**Aim**: Please continue the fishing report that comes next, picking up right after its final sentence.

**Passage given**:
--

Freshwater fishing at Deep Creek Lake has been good this week for a mix of smallmouth and largemouth bass. Tubes, crankbaits and jigs tend to be the choice lures along rocky areas such as points and the mouths of coves. The shallower grass beds are breaking up and baitfish and crayfish are heading to deeper cover. Fishing for yellow perch has been very good and fishing minnows under a slip bobber has been one of the most popular ways to catch them this week. Walleye are beginning to come into shallower areas towards the evenings and jerkbaits are a good option to fish for them. Chain Pickerel and northern pike are very active outside the shallower grass beds at the mouths of coves.

The North Branch of the Potomac and the Casselman received trout stockings last week and these areas will provide good trout fishing opportunities for the months to come. Water flows have been good in all of the western region trout streams and there is plenty of elbow room to enjoy peaceful time trout fishing.

There is still plenty of good trout fishing to be found in the other regions of the state as trout spread out from the recent fall stockings. Contrary to what some put and take trout fishermen might think not all of the trout are caught up within a few days of the stockings. Fishing with spinners and similar type small lures or by fly fishing with nymphs are good tactics.

Largemouth bass are working the transition zones from the shallow grassy areas to deeper waters. They are running a picket line to intercept baitfish and crayfish that are making the move to deeper cover for the winter; small crankbaits, spinnerbaits and soft plastic jigs are good options to use in these areas. Crappie are schooling up in many impoundments and tidal waters this week and can be found near deep structure. Small jigs and minnows are good tactics to put some in the boat. Steven Snyder caught holds up a nice upper bay largemouth bass he caught by working a crankbait near rocks.

--

**Information supplied**:
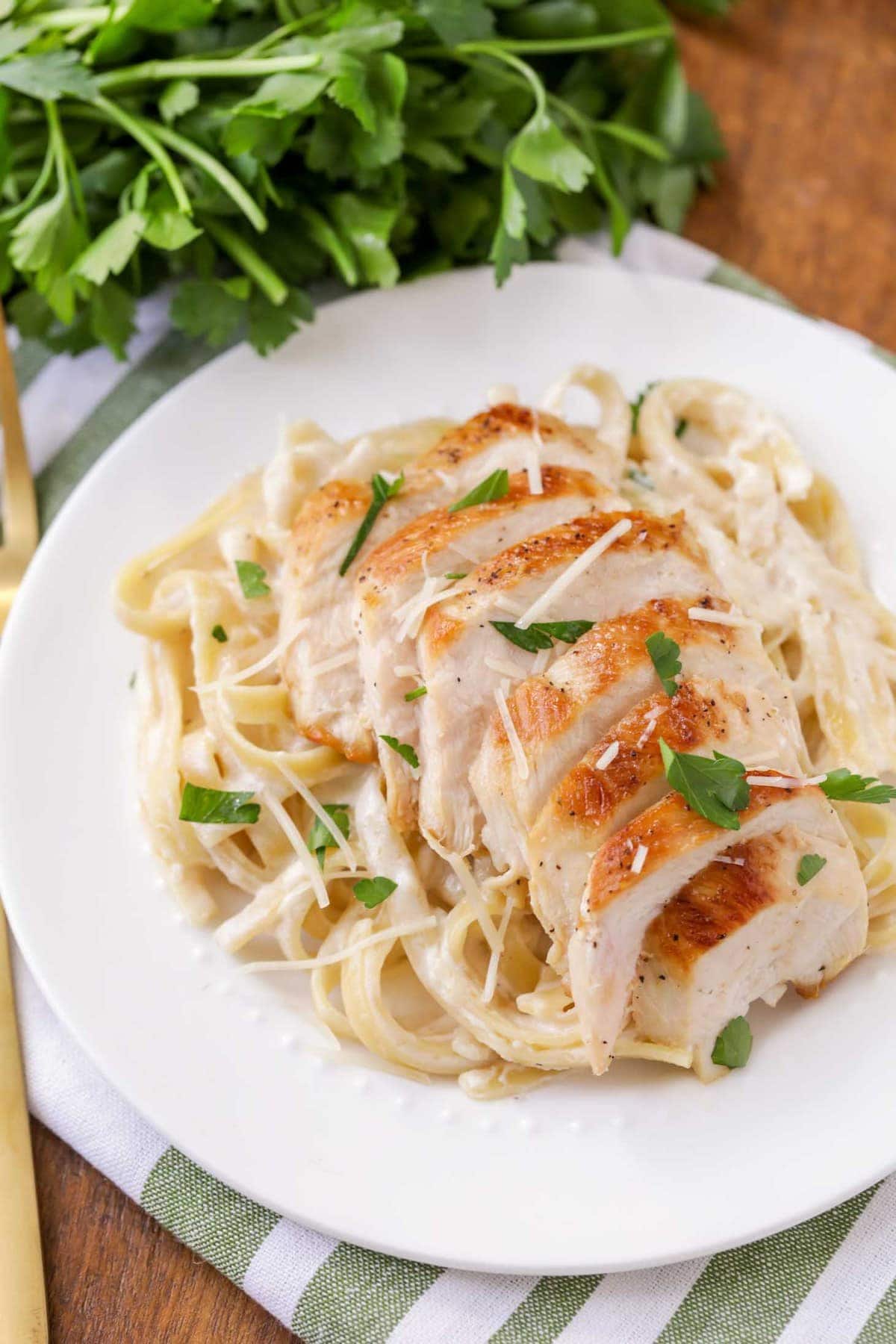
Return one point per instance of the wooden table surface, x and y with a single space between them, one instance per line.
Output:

--

**Answer to this problem**:
Photo by Steven Snyder

The Ocean City area is reporting water temperatures dipping below the 60° mark this week. Surf fishing has focused mostly around catching small bluefish on finger mullet rigs and catching a few striped bass that fall under the 28" mark. Surf casters are anxiously waiting for the migration of striped bass from up north and based on reports from New Jersey it should only be another week or so. Large menhaden baits (the head stays on the best) will be the ticket for fishing a bottom rig out in the surf line. The striped bass fishing will also pick up on the shoal areas off the beaches where drifting live eels or jigging with bucktails will entertain light tackle anglers. Trolling with umbrella rigs or Stretch lures will be a good option also.

At the inlet tautog are being caught along the jetty rocks with the south jetty offering some of the better fishing opportunities. Bluefish and striped bass are being caught at the inlet on the night tides by casting bucktails and Got Cha lures. At the nearby bulkheads and Route 50 Bridge, tautog fishing has been good although there are a lot of undersized tog that have to be released. There has been a little striped bass action in the back bay area's but most are undersized.

The boats that have been heading out to the wreck and reef sites have been coming back to the docks with limit catches of sea bass, tautog and a mix of bluefish and flounder. A few boats continue to slip out to the canyons when bluebird weather comes our way and a few yellowfin tuna and at least one wahoo have been brought back to the docks. Deep drop fishing is still going strong and both golden and blueline tilefish can be caught. Richard Gunion holds up a nice sea bass he caught while fishing on an Ocean City party boat.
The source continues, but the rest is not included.